Among the records that follow, count the lines where "cloud" appears, and state the count by itself.

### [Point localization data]
•••

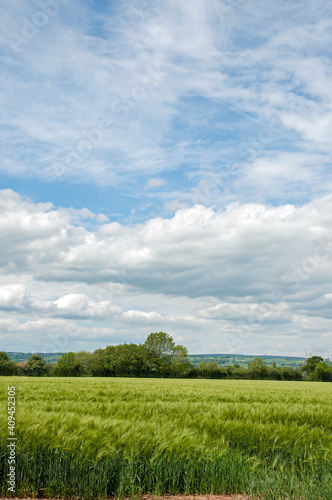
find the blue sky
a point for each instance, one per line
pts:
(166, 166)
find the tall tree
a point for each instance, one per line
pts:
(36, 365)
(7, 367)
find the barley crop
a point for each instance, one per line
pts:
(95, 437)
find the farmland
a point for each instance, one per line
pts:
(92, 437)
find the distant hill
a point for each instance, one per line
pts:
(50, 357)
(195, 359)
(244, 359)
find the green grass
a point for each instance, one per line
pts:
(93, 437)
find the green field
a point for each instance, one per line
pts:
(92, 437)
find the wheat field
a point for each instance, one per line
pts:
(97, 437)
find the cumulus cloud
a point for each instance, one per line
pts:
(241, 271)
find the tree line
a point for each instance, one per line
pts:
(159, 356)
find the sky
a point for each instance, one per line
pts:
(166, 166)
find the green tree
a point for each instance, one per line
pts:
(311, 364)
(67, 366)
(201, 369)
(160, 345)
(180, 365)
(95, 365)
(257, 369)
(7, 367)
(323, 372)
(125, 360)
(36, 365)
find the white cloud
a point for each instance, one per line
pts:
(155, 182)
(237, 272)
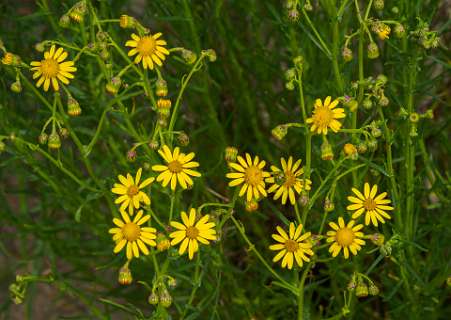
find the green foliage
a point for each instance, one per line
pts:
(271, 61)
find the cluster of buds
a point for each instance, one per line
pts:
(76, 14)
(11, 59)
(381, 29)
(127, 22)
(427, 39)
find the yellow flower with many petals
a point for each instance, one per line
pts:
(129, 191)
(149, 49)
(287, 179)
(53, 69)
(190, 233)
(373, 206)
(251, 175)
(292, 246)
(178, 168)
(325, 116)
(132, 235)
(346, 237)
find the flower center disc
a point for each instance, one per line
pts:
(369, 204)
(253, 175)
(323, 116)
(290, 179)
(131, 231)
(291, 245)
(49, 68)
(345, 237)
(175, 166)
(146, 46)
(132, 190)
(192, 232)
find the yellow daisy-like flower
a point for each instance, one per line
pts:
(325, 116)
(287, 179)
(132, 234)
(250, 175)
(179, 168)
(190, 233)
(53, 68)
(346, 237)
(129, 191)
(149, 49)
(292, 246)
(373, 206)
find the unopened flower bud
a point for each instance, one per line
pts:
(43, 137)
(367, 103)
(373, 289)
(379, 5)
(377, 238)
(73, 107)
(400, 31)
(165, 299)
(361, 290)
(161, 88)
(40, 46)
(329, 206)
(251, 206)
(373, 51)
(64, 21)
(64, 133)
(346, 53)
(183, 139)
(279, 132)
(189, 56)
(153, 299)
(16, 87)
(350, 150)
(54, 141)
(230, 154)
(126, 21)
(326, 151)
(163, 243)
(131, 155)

•••

### [Task answer]
2